Semakna dengan apa yang disebutkan dalam ayat lain, yaitu firman-Nya:
{فَأَنْجَيْنَاهُ وَأَصْحَابَ السَّفِينَةِ}
Maka
Kami selamatkan Nuh dan penumpang-penumpang bahtera itu. (Al-Ankabut: 15)
Adapun
firman Allah Swt.:
{وَأَغْرَقْنَا الَّذِينَ كَذَّبُوا
بِآيَاتِنَا}
dan
Kami tenggelamkan orang-orang yang mendustakan ayat-ayat Kami. (Al-A'raf: 64)
Ayat
ini semakna dengan ayat lain yang disebutkan melalui firman-Nya:
{مِمَّا خَطِيئَاتِهِمْ أُغْرِقُوا
فَأُدْخِلُوا نَارًا فَلَمْ يَجِدُوا لَهُمْ مِنْ دُونِ اللَّهِ أَنْصَارًا}
Disebabkan
kesalahan-kesalahati mereka, mereka ditenggelamkan, lalu dimasukkan ke neraka,
maka mereka tidak mendapat penolong-penolong bagi mereka selain dari Allah. (Nuh: 25)
*******************
Firman
Allah Swt.:
{إِنَّهُمْ كَانُوا قَوْمًا عَمِينَ}
Sesungguhnya
mereka adalah kaum yang buta (mata
hatinya). (Al-A’raf: 64)
Yakni
buta terhadap perkara yang hak, mereka tidak dapat melihatnya dan tidak dapat
beroleh petunjuk ke arahnya. Dalam kisah ini Allah menjelaskan bahwa Dia akan
membela kekasih-kekasih-Nya dari musuh-musuh mereka, menyelamatkan rasul-Nya
serta orang-orang yang beriman, dan membinasakan musuh-musuh mereka dari
kalangan orang-orang kafir. Seperti yang disebutkan oleh firman-Nya:
إِنَّا
لَنَنْصُرُ رُسُلَنَا
Sesungguhnya
Kami menolong rasul-rasul Kami. (Al-Mu’min:
51), hingga akhir ayat.
Demikianlah
Sunnatullah untuk hamba-hamba-Nya di dunia dan akhirat, yaitu bahwa pada
akhirnya akibat yang terpuji hanyalah diraih oleh orang-orang yang bertakwa,
dan keberuntungan serta kemenangan hanya diperoleh mereka. Allah Swt. telah
membinasakan kaum Nuh a.s. dengan menenggelamkan mereka dan menyelamatkan Nuh
beserta sahabat-sahabatnya yang beriman.

PERMINTAAN 1: Menurut kutipan tafsir tentang kaum Nuh ini, dengan cara apa Allah membinasakan kaum Nuh a.s.?

Baris dari sebuah dataset:
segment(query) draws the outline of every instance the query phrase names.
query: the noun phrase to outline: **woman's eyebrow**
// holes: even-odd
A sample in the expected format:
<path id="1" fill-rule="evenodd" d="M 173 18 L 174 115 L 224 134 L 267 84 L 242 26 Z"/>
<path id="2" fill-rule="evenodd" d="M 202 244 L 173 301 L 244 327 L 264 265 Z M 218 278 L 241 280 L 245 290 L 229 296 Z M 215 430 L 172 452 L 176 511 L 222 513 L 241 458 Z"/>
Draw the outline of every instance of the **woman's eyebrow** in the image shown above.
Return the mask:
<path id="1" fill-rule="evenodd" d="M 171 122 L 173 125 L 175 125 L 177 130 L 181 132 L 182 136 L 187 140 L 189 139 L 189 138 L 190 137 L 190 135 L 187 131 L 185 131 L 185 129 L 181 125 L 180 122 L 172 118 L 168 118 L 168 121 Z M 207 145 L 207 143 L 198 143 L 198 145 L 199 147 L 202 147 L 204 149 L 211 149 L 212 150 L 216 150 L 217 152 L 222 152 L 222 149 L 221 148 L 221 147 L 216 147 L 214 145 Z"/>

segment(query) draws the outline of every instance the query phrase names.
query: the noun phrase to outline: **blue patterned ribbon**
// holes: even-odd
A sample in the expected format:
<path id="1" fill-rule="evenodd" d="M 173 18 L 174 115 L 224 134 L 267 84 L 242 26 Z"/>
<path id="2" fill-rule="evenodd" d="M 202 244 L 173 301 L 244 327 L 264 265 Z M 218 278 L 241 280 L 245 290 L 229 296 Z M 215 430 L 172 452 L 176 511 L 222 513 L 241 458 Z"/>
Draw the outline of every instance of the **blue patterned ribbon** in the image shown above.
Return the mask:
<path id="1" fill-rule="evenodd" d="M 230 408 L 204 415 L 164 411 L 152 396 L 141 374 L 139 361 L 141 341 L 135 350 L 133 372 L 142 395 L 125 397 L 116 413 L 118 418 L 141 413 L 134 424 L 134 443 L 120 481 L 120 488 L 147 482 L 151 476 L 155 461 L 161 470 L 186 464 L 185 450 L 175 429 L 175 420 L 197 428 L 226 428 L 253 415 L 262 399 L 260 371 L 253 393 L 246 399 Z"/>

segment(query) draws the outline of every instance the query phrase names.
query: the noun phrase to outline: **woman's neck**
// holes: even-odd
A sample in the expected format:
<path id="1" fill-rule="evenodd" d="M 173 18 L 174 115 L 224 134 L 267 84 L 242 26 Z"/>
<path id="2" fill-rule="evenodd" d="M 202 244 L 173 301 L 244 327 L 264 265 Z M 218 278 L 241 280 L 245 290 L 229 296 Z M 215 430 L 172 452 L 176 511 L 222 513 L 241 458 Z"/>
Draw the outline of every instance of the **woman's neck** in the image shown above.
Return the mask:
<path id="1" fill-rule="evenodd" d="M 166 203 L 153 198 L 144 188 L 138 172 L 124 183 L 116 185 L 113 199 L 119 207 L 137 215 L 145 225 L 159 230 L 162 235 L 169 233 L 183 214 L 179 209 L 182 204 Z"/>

PERMINTAAN 2: Skalakan ulang bagian catatan yang dimulai dari baris pertama catatan dan diakhiri dengan baris yang memuat "171 122 L 173", kedua ujungnya ikut disertakan. Tulis kembali semua baris itu beserta permintaannya, dengan setiap angka koordinat dalam jawaban (bukan dalam permintaan atau contoh formatnya) dikalikan 1,1 lalu dibulatkan ke bilangan bulat, dengan nilai setengah dibulatkan ke atas.

JAWABAN 1: Dengan menenggelamkan mereka.

JAWABAN 2:
segment(query) draws the outline of every instance the query phrase names.
query: the noun phrase to outline: **woman's eyebrow**
// holes: even-odd
A sample in the expected format:
<path id="1" fill-rule="evenodd" d="M 173 18 L 174 115 L 224 134 L 267 84 L 242 26 Z"/>
<path id="2" fill-rule="evenodd" d="M 202 244 L 173 301 L 244 327 L 264 265 Z M 218 278 L 241 280 L 245 290 L 229 296 Z M 215 430 L 172 452 L 176 511 L 222 513 L 241 458 Z"/>
Draw the outline of every instance of the **woman's eyebrow** in the image shown above.
Return the mask:
<path id="1" fill-rule="evenodd" d="M 188 134 L 190 138 L 193 138 L 195 143 L 199 145 L 200 150 L 206 154 L 208 153 L 208 152 L 209 151 L 209 149 L 206 144 L 204 144 L 204 142 L 199 138 L 198 134 L 189 130 L 185 130 L 185 133 Z M 228 160 L 228 157 L 218 157 L 218 160 L 219 162 L 222 162 L 224 164 L 232 164 L 233 165 L 238 165 L 239 167 L 244 167 L 244 164 L 243 163 L 243 162 L 238 162 L 235 160 Z"/>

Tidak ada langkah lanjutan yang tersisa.